* [DATA TO PROCESS]:
⟨

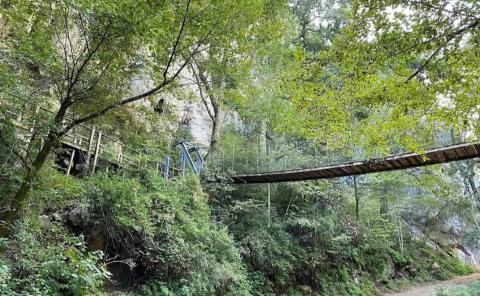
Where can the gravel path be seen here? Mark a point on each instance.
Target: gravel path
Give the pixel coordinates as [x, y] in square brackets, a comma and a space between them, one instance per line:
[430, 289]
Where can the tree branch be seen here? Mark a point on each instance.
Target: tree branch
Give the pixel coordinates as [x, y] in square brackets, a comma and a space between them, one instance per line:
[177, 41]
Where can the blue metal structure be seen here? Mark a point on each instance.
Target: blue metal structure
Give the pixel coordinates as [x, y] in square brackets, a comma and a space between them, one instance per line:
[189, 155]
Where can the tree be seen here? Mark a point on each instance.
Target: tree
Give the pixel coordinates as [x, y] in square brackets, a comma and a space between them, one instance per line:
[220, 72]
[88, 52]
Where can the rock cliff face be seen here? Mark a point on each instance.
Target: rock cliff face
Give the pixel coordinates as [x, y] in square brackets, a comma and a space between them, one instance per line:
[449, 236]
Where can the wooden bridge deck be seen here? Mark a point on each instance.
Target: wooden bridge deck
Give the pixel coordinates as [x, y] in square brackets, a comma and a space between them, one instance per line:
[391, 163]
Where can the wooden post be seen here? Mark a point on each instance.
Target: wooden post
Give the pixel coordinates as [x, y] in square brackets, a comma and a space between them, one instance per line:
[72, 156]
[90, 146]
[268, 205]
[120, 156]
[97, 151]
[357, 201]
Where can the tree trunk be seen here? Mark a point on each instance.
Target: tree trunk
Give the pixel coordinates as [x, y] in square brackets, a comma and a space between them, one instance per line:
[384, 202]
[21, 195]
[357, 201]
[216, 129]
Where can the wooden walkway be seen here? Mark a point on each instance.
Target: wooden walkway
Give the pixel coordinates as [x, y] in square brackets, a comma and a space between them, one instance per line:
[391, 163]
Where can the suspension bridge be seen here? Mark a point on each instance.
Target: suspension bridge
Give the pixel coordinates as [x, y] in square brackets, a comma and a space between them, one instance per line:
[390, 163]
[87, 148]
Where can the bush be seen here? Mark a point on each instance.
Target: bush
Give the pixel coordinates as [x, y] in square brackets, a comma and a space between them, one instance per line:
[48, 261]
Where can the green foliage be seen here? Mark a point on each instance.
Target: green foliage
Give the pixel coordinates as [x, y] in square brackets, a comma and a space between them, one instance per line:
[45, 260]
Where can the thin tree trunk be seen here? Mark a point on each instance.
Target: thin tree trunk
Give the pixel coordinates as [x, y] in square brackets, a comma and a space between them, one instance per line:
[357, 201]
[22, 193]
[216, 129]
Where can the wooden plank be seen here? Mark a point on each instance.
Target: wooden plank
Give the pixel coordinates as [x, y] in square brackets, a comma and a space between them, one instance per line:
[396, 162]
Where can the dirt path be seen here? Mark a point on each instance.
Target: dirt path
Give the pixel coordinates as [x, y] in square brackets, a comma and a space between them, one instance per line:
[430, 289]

⟩
⟨

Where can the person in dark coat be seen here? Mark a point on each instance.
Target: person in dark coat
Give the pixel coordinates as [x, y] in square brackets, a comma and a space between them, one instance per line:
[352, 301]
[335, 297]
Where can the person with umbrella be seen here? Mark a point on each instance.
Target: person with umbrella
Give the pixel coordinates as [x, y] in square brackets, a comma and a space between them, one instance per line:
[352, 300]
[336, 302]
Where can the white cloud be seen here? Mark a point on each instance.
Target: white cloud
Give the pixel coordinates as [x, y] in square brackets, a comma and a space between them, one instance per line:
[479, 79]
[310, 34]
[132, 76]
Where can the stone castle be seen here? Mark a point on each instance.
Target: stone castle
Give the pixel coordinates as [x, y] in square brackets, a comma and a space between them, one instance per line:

⟩
⟨

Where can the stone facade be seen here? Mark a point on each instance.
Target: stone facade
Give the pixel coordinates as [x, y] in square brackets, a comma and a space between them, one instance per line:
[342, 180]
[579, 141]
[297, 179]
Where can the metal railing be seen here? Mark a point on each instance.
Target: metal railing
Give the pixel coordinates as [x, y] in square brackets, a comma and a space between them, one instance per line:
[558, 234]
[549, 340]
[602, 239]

⟩

* [REQUIREMENTS]:
Work out how many lines of the records above contain the word "railing", treating uppercase and lowercase letters as different. Reply with the number only.

* [SOLUTION]:
2